* BEGIN EXTRACT TO READ *

# jigs!!!!!!!!!!!!!!!!!



## PennFisher950 (Jun 23, 2011)

where's a good spot on shore to use jig heads & gulps? dont want to sit on a pier and watch my pole. (missing my yak)
LET ME KNOW!


----------



## PennFisher950 (Jun 23, 2011)

Damn 41 people read this and nobody knows of a good spot on shore to do some catchin'


----------



## fishn4fun (May 11, 2008)

I've had good luck this time of year walking the beach and throwing into the deep holes for flounder and popmano


----------



## PennFisher950 (Jun 23, 2011)

Any luck at jim's this year?


----------



## fishn4fun (May 11, 2008)

I haven't been to Jim's any so far this year. You planning on getting another yak?


----------



## PennFisher950 (Jun 23, 2011)

Not sure man. Dont really have the time anymore but still will never sit on a bridge and fish. Still got light tackle and not able to cast from the beach. Cant wait to find a nice spot.

* END EXTRACT TO READ *

◆ **WRITTEN TASK A**: Repeat the part of the fishing thread from "I've had good" up to and including "jim's this year?".
◆ **WRITTEN TASK B**: Rewrite the fishing thread's paragraph that begins "Not sure man. Dont really have the time" in shorter form, keeping its main facts.
◆ **WRITTEN TASK C**: Carry on the fishing thread from its final post.

* BEGIN STORED ROWS *

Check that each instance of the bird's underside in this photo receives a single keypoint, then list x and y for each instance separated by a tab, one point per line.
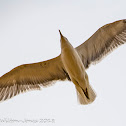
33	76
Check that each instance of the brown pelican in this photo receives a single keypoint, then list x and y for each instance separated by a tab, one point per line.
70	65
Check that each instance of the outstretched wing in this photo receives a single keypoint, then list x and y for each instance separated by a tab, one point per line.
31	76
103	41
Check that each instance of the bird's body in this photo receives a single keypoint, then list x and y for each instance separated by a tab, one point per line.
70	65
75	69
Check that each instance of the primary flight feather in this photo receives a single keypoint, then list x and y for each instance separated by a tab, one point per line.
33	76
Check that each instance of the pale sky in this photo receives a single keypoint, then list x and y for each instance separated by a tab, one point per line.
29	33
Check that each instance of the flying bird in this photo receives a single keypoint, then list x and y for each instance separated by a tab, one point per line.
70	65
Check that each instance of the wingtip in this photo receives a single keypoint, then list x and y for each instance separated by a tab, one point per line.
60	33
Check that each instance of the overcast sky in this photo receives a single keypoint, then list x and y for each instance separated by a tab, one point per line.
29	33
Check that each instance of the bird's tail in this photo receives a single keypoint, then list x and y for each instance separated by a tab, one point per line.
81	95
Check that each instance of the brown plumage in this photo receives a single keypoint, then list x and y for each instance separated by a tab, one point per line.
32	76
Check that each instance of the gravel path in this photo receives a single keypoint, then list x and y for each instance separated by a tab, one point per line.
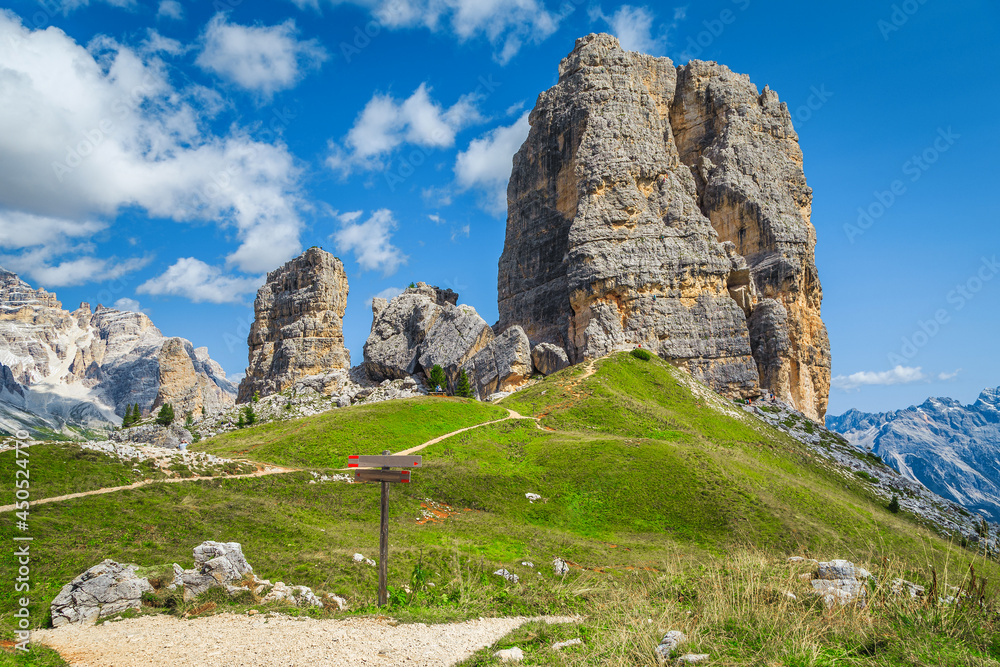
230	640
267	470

* END STORED ROWS *
* BEGIN STORED ROWS *

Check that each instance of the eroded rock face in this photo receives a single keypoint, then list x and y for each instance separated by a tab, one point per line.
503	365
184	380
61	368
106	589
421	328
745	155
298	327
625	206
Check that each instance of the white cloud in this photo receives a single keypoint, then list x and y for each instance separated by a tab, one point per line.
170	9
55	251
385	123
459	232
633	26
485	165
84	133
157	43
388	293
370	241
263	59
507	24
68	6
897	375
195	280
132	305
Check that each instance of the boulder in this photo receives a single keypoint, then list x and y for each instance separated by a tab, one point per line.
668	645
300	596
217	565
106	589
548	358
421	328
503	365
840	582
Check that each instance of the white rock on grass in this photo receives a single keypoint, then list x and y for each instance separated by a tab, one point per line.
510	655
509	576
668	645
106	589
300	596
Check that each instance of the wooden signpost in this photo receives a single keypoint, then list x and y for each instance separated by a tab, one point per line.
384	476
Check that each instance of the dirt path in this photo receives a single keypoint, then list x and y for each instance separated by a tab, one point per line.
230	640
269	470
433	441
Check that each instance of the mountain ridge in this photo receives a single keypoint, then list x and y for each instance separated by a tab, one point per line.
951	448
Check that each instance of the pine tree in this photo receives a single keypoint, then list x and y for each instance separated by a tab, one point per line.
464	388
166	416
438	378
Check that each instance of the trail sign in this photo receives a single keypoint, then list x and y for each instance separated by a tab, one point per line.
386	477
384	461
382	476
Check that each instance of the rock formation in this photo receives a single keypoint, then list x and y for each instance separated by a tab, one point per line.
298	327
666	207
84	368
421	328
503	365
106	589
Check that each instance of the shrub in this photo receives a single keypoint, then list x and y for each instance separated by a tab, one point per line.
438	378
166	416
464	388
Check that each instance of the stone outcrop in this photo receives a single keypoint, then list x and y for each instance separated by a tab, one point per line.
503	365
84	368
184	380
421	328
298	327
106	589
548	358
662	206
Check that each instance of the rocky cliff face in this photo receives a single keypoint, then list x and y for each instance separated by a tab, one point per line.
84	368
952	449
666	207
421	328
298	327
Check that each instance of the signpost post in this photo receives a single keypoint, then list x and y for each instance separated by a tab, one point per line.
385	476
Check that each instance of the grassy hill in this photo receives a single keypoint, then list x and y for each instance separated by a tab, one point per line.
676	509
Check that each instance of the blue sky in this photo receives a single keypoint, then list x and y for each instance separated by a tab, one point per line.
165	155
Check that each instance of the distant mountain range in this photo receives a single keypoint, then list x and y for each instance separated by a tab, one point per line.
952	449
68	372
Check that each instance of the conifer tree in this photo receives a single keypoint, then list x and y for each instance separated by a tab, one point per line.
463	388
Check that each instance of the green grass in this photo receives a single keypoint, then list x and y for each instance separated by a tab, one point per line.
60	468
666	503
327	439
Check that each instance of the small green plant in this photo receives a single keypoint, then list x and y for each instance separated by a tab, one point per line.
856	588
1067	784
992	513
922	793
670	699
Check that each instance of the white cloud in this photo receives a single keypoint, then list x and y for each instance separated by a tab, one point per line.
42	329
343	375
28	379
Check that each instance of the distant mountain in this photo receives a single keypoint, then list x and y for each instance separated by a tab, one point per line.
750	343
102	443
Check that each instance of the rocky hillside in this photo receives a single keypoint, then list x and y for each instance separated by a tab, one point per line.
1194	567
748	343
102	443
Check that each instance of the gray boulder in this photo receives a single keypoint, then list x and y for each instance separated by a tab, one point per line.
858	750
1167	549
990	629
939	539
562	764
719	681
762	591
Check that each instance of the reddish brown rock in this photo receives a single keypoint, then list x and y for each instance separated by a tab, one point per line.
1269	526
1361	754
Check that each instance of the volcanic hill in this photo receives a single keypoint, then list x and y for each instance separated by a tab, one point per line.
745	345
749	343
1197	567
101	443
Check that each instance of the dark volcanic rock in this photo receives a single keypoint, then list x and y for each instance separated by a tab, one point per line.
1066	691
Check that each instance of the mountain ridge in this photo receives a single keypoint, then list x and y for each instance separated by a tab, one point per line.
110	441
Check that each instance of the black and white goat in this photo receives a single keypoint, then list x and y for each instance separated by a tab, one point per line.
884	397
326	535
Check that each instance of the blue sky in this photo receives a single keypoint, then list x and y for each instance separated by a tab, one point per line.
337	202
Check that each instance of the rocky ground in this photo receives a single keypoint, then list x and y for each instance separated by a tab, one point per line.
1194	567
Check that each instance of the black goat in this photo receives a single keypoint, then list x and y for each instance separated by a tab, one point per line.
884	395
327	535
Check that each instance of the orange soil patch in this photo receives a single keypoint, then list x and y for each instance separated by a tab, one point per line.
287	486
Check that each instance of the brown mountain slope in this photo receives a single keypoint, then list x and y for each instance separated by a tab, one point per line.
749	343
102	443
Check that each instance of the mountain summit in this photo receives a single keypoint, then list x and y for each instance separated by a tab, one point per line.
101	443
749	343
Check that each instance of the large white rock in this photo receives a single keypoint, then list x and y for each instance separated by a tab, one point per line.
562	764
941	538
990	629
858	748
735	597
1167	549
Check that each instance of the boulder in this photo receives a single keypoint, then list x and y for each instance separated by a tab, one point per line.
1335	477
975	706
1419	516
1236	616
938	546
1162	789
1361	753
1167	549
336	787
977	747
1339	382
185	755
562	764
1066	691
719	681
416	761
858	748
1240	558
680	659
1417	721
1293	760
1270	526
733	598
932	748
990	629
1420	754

* END STORED ROWS *

◆ **RESPONSE A**:
I've had good luck this time of year walking the beach and throwing into the deep holes for flounder and popmano


----------



## PennFisher950 (Jun 23, 2011)

Any luck at jim's this year?

◆ **RESPONSE B**: Unsure about another yak because there's no time for it, but still won't fish from a bridge. The light tackle can't cast from the beach, and finding a good spot is the goal.

◆ **RESPONSE C**:
----------



## Robin (Mar 22, 2011)

All along the shore at 17Th


----------



## amarcafina (Aug 24, 2008)

Do you really think fishermen are going to post their favorite fishing hole on the world wide web ? That's why it's called Fishing not Catching for a reason.


----------



## Patriot (Jun 4, 2009)

Bull Reds are migrating out of the bay and will be along the beach. Start surf fishing at Ft pickens. Flounder are also migrating. Wade fish for those Ft Pickens soundside. 

Good luck. be paitent, enjoy breathing.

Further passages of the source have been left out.